Goal: Copy out word for word everything from the line that contains "the forehead, each" down to the final line, including both.
━━━━━━━━━━━━━━━━
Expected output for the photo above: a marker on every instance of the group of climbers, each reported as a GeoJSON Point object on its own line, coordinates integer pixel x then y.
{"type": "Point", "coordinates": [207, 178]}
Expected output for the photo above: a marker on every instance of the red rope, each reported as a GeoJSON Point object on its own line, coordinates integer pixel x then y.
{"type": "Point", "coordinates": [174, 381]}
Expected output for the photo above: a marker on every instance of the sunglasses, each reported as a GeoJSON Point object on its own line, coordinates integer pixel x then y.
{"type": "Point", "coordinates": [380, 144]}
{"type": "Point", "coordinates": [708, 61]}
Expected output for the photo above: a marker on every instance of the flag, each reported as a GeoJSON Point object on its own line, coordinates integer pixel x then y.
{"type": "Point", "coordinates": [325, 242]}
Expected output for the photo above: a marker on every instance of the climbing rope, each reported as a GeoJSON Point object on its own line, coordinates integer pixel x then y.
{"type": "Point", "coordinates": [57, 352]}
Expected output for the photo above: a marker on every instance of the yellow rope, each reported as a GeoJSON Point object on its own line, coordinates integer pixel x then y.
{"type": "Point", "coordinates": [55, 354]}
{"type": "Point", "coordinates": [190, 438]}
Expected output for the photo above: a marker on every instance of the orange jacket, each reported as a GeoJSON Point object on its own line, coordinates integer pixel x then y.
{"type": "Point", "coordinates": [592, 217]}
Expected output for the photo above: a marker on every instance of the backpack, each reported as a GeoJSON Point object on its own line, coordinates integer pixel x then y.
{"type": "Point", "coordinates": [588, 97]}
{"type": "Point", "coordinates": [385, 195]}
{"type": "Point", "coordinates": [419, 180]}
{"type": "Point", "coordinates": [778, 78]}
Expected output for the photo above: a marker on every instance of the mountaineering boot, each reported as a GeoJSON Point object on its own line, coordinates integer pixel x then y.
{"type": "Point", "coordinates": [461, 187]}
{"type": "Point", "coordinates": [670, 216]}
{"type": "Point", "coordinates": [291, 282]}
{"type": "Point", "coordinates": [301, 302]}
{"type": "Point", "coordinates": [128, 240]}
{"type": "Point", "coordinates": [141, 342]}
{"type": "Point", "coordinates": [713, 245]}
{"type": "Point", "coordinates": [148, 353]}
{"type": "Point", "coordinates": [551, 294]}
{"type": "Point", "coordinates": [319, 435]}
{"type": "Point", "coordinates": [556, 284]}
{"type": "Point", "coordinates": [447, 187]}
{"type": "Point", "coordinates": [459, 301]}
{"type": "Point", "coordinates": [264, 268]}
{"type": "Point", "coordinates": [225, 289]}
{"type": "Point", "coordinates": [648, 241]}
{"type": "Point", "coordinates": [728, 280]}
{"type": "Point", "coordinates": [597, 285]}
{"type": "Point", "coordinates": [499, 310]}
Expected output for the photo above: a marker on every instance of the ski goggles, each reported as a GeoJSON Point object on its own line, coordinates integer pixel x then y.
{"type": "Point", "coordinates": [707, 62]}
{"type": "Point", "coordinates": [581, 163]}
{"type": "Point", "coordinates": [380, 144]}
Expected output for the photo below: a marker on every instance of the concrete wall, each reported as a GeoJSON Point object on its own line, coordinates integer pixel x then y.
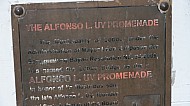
{"type": "Point", "coordinates": [181, 50]}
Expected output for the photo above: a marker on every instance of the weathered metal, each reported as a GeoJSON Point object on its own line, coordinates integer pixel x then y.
{"type": "Point", "coordinates": [93, 53]}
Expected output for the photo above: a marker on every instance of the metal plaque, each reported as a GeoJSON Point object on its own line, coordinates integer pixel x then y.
{"type": "Point", "coordinates": [92, 53]}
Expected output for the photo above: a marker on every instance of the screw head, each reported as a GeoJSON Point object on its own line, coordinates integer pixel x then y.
{"type": "Point", "coordinates": [19, 11]}
{"type": "Point", "coordinates": [164, 6]}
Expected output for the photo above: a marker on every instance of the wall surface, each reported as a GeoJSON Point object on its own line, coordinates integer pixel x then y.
{"type": "Point", "coordinates": [180, 52]}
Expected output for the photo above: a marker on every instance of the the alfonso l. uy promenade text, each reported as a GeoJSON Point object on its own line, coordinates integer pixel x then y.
{"type": "Point", "coordinates": [92, 25]}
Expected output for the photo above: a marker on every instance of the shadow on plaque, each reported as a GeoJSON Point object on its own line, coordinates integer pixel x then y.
{"type": "Point", "coordinates": [142, 100]}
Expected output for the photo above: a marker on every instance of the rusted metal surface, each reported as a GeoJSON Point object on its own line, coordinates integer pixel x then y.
{"type": "Point", "coordinates": [93, 53]}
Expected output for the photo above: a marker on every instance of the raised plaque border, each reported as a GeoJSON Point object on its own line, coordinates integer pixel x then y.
{"type": "Point", "coordinates": [15, 33]}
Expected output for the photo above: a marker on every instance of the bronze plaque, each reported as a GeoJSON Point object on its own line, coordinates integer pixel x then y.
{"type": "Point", "coordinates": [84, 55]}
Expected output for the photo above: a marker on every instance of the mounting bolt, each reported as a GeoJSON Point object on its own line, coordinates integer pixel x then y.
{"type": "Point", "coordinates": [19, 11]}
{"type": "Point", "coordinates": [164, 6]}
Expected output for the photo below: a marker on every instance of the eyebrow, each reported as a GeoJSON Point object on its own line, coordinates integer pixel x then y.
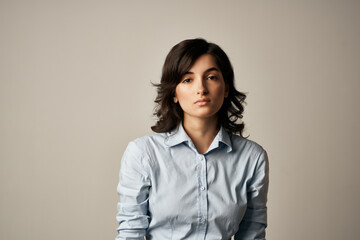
{"type": "Point", "coordinates": [206, 71]}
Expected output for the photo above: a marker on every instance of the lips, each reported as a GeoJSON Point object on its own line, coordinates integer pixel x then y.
{"type": "Point", "coordinates": [202, 101]}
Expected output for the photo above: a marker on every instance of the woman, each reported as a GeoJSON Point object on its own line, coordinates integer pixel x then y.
{"type": "Point", "coordinates": [196, 177]}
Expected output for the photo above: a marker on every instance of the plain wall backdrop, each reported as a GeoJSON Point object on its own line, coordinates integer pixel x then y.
{"type": "Point", "coordinates": [75, 88]}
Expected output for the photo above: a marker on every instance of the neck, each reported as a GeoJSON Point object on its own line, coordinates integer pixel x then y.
{"type": "Point", "coordinates": [201, 131]}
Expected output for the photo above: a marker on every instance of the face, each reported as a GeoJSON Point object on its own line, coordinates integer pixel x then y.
{"type": "Point", "coordinates": [202, 89]}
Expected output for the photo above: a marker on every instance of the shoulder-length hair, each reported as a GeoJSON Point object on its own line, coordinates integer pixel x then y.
{"type": "Point", "coordinates": [179, 60]}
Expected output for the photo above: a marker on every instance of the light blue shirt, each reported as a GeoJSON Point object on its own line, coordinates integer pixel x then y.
{"type": "Point", "coordinates": [169, 191]}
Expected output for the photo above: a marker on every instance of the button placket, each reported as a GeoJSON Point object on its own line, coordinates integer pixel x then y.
{"type": "Point", "coordinates": [202, 174]}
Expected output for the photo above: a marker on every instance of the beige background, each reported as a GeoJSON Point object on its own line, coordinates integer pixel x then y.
{"type": "Point", "coordinates": [75, 89]}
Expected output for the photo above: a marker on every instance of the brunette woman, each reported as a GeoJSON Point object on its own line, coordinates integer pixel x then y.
{"type": "Point", "coordinates": [196, 177]}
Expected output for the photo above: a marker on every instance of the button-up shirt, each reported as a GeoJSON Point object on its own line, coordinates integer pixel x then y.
{"type": "Point", "coordinates": [168, 190]}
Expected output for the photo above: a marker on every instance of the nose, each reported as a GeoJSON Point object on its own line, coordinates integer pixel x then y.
{"type": "Point", "coordinates": [201, 87]}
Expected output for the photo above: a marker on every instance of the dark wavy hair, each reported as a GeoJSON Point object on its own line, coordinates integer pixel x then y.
{"type": "Point", "coordinates": [179, 60]}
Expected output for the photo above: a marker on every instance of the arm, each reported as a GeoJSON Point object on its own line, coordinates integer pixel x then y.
{"type": "Point", "coordinates": [255, 219]}
{"type": "Point", "coordinates": [133, 189]}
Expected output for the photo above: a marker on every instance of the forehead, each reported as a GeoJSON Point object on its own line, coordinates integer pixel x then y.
{"type": "Point", "coordinates": [203, 63]}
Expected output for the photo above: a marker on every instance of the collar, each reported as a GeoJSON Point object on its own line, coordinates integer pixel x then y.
{"type": "Point", "coordinates": [179, 136]}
━━━━━━━━━━━━━━━━
Output:
Expected output for the photo above: a marker on every instance of the forehead, each reported as a GeoJSON Point object on its own line, coordinates integer pixel x then y.
{"type": "Point", "coordinates": [203, 63]}
Expected output for the photo above: a marker on every instance of the collar, each reported as a GeoJSON Point object on its own line, coordinates integer pixel x then y.
{"type": "Point", "coordinates": [179, 136]}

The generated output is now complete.